• _Extrait choisi_:
^^^^^^^^

Il ne faisait pas bon être à bord du vaisseau Le Regulus, du 11 au 29 avril 1809, quand une escadre anglaise déterminée est arrivée près de l’Ile d’Aix.
Le capitaine Lucas, qui fut pilotin sur l’Hermione, de 1779 à 1782, puis héros de Trafalgar, raconte les 18 jours d’enfer vécus par l’équipage de son vaisseau le Regulus.

Source : Bibliothèque Municipale de Saintes - Fonds ancien - MS 133

L’amiral James Gambier (1756-1833)
chef de l’escadre anglaise
Le vice-amiral Zacharie Allemand (Port-Louis, 01/05/1762 - Toulon, 02/03/1826)
chef de l’escadre française

Résumé de cet épisode de la guerre navale entre la France et l’Angleterre

Dans la nuit du 11 au 12 avril, ce sont 28 brûlots britanniques qui dérivent vers ses navires avec la marée, précédés par 4 vaisseaux explosifs dont le but est de faire sauter l’estacade et d’ouvrir des chemins pour les brûlots. La panique s’empare des navires français, qui, à l’exception des seuls Foudroyant et Cassard du contre-amiral Gourdon, coupent leurs amarres et vont s’échouer. Le Régulus, commandé par le capitaine de vaisseau Lucas, héros de Trafalgar, dérive sur l’Océan d’Allemand et y met le feu avant d’aller finir au sec ! Seule la frégate Elbe a pu rentrer se mettre à l’abri dans la Charente. Au lever du jour, 8 vaisseaux et 1 frégate sont échoués ; le Foudroyant et le Cassard appareillent tranquillement et vont se mettre à leur tour en sécurité. Le Régulus et l’Océan se remettent à flot, mais s’échouent à nouveau sur les vases de Fouras.

^^^^^^^^

• _Lignes_:
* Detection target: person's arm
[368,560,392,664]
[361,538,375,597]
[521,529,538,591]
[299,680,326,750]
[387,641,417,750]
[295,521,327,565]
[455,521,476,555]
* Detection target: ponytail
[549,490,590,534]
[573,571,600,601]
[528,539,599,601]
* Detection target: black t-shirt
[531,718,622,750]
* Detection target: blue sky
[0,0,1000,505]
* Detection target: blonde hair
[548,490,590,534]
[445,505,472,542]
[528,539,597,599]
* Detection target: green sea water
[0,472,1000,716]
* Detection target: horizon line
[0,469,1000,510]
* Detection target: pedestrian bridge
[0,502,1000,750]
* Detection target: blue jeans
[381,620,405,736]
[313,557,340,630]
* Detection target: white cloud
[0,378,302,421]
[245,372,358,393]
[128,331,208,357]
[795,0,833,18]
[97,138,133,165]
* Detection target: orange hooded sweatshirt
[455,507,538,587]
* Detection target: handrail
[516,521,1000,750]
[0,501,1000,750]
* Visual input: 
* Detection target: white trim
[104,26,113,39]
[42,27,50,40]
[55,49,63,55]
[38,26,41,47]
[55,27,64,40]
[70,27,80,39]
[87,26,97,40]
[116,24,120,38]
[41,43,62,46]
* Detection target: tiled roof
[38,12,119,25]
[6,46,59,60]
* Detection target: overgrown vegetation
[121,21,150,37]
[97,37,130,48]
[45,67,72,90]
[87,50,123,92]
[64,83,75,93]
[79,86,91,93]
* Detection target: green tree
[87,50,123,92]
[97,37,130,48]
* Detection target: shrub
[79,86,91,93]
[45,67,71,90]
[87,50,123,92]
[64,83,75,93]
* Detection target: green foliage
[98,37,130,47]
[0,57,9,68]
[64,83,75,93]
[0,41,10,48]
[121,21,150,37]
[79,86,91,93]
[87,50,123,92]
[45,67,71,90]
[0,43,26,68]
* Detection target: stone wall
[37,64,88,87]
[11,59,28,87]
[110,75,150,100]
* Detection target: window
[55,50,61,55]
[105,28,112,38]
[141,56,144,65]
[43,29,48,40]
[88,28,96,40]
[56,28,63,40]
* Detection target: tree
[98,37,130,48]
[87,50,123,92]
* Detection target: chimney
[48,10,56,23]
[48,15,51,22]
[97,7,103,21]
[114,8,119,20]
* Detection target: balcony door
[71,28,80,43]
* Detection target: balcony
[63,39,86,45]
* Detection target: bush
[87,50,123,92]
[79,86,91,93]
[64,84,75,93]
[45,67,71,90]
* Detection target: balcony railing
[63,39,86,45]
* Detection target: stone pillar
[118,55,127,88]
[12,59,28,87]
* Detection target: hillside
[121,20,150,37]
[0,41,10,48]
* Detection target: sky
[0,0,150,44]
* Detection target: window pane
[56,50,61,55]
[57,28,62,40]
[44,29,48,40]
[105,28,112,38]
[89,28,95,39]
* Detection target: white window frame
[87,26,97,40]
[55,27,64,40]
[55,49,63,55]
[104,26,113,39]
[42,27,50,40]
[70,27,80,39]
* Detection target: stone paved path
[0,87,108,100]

^^^^^^^^

• _Consignes_:
[A] Répondez à ces questions sur l'extrait consacré à l'île d'Aix :
(i) Pendant combien de jours l'équipage du Regulus a-t-il vécu l'enfer raconté par le capitaine Lucas ?
(ii) Quelle cote porte le manuscrit conservé à la Bibliothèque Municipale de Saintes ?
(iii) Quelle frégate a pu rentrer se mettre à l'abri dans la Charente ?
[B] Recopiez fidèlement le passage de l'extrait consacré à l'île d'Aix qui va de « Le capitaine Lucas, qui » à « vaisseau le Regulus. ».
Les lignes proviennent d'une autre source que l'extrait.

• _Corrigé détaillé_:
[A]
(i) Pendant 18 jours.
(ii) Il porte la cote MS 133.
(iii) C'est la frégate Elbe.

[B]
Le capitaine Lucas, qui fut pilotin sur l’Hermione, de 1779 à 1782, puis héros de Trafalgar, raconte les 18 jours d’enfer vécus par l’équipage de son vaisseau le Regulus.